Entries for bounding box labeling
Start
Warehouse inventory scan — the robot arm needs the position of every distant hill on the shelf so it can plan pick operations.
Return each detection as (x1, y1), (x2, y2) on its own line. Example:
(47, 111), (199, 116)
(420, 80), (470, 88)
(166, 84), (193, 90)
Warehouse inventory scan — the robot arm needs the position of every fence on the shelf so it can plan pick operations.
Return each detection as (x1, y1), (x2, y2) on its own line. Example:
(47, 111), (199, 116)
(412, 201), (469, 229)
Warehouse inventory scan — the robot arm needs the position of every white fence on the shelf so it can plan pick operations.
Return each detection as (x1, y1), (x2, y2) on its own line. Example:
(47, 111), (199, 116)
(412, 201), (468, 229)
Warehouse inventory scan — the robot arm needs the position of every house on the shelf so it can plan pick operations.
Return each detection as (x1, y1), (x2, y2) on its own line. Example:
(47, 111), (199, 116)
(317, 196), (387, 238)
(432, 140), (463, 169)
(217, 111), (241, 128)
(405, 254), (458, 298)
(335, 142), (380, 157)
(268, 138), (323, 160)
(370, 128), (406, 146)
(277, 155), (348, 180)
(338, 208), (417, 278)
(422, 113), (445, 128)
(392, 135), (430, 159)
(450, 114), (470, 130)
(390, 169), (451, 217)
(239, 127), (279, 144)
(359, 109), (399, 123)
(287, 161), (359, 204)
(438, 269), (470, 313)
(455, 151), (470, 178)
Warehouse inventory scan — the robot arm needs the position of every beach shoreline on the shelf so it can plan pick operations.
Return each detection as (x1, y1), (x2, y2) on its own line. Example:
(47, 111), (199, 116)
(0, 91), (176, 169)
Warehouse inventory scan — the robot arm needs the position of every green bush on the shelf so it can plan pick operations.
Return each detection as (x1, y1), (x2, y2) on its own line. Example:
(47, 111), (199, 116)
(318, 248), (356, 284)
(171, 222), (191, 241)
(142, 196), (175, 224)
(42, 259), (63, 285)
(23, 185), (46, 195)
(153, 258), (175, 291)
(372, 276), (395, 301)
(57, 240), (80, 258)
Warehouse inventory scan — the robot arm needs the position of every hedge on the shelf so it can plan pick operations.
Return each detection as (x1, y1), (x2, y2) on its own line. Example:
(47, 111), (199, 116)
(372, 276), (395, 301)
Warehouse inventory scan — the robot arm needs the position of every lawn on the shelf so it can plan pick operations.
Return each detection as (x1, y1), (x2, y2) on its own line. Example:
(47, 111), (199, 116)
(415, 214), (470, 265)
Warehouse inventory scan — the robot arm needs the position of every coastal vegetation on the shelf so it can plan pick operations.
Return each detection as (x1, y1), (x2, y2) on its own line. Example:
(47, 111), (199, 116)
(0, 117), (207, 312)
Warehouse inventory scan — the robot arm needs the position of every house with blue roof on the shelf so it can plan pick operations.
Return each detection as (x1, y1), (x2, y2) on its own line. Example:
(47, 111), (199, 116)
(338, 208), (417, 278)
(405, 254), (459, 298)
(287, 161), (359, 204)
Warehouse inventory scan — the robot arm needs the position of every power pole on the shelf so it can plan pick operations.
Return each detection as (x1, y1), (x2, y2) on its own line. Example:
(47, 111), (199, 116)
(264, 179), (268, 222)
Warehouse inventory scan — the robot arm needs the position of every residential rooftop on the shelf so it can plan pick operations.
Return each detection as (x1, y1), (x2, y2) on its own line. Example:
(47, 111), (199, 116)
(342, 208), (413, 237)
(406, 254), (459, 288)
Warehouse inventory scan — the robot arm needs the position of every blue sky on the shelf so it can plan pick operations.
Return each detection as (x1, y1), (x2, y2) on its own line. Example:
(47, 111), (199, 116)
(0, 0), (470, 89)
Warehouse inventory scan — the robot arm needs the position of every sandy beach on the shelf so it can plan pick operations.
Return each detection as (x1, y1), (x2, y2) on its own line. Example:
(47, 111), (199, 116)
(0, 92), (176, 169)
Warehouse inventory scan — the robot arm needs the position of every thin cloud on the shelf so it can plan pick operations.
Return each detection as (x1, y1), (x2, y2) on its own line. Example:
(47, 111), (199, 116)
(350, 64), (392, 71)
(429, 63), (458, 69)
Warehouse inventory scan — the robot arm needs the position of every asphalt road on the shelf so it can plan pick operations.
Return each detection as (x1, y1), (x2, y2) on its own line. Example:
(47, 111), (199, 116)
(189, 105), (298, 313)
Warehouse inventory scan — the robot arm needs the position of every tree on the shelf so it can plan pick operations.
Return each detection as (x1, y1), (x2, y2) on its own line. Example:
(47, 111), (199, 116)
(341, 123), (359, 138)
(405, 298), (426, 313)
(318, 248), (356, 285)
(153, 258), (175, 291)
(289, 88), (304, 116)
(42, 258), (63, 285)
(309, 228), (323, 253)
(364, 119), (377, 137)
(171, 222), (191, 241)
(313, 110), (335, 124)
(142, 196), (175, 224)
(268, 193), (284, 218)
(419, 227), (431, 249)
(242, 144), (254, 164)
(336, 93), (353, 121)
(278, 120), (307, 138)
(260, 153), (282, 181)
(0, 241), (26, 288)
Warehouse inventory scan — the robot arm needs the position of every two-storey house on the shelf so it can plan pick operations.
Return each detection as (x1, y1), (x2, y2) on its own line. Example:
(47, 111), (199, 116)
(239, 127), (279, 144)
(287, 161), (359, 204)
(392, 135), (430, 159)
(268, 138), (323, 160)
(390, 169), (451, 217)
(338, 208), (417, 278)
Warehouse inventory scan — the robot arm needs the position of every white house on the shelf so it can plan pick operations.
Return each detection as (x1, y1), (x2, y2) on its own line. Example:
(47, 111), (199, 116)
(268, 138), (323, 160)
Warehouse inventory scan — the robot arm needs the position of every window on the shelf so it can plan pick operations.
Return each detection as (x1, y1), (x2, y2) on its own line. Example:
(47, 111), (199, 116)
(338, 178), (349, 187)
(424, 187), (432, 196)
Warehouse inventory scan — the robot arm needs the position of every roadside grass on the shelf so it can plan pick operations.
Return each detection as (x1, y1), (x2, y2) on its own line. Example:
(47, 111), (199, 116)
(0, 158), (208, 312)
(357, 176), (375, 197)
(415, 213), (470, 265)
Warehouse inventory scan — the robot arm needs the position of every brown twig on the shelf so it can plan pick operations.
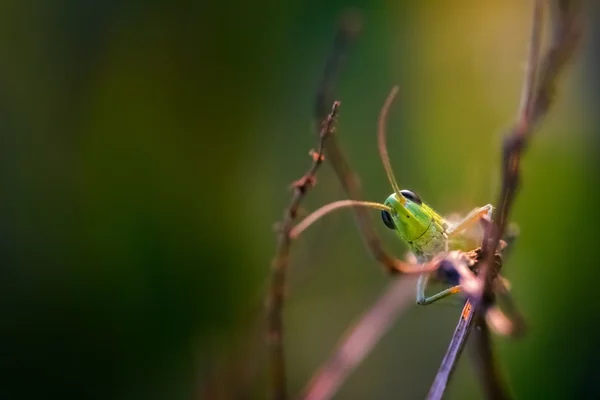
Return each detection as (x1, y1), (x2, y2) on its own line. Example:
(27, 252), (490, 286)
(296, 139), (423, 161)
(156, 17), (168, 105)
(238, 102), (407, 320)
(429, 0), (581, 399)
(315, 14), (408, 273)
(267, 101), (340, 400)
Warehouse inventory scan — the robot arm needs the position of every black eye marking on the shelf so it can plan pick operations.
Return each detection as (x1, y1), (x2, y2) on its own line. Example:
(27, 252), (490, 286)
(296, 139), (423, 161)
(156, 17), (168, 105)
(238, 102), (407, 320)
(400, 190), (423, 205)
(381, 210), (396, 229)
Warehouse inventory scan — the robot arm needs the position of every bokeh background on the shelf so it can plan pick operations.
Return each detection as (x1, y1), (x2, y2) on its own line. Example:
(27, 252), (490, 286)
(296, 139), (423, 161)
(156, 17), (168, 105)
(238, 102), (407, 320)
(0, 0), (600, 399)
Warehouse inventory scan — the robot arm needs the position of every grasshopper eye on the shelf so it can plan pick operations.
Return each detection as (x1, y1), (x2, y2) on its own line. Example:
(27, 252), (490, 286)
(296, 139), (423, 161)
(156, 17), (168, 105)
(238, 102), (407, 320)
End
# [STATED EXERCISE]
Can you copy, word for word, the entries from the line containing "of every two-storey" through the line containing "(267, 101), (340, 400)", including both of those lines, and leave any pictures out?

# [ANSWER FOR THIS EXERCISE]
Warehouse inventory scan — the robot arm needs the position of every two-storey house on the shelf so it can plan pick operations.
Return each detection as (x1, y1), (x2, y2) on its own line. Example:
(47, 111), (199, 116)
(239, 127), (279, 144)
(287, 161), (359, 204)
(392, 135), (430, 159)
(268, 138), (323, 160)
(390, 169), (451, 217)
(338, 208), (417, 278)
Warehouse inventory scan — the robot arm needs the position of every white house on the shelf so it can plan pick operations.
Return each detection as (x1, y1), (x2, y2) on its own line. Example:
(47, 111), (199, 116)
(268, 138), (323, 160)
Warehouse inventory scan — the robot arm needs the position of every window on the shelf so it can plan pick operations.
Return each detection as (x1, y1), (x2, y2) on its own line. Example:
(47, 111), (199, 116)
(338, 178), (349, 187)
(424, 187), (432, 196)
Warehouse inventory scan — the robot arm needs the position of every roadside grass on the shelf so it can plan pick operations.
Return each detection as (x1, y1), (x2, y2) on its own line. Example:
(47, 111), (199, 116)
(0, 158), (208, 312)
(357, 176), (375, 197)
(415, 213), (470, 265)
Warehouse inventory scan — the robot arm needs the position of every brown twig on the shelf so it can plan pick operations.
Return each detection as (x1, y1), (x2, y2) on its own line. Example:
(27, 252), (490, 286)
(296, 139), (423, 161)
(156, 17), (168, 105)
(238, 102), (407, 320)
(429, 0), (581, 399)
(315, 14), (408, 273)
(267, 101), (340, 400)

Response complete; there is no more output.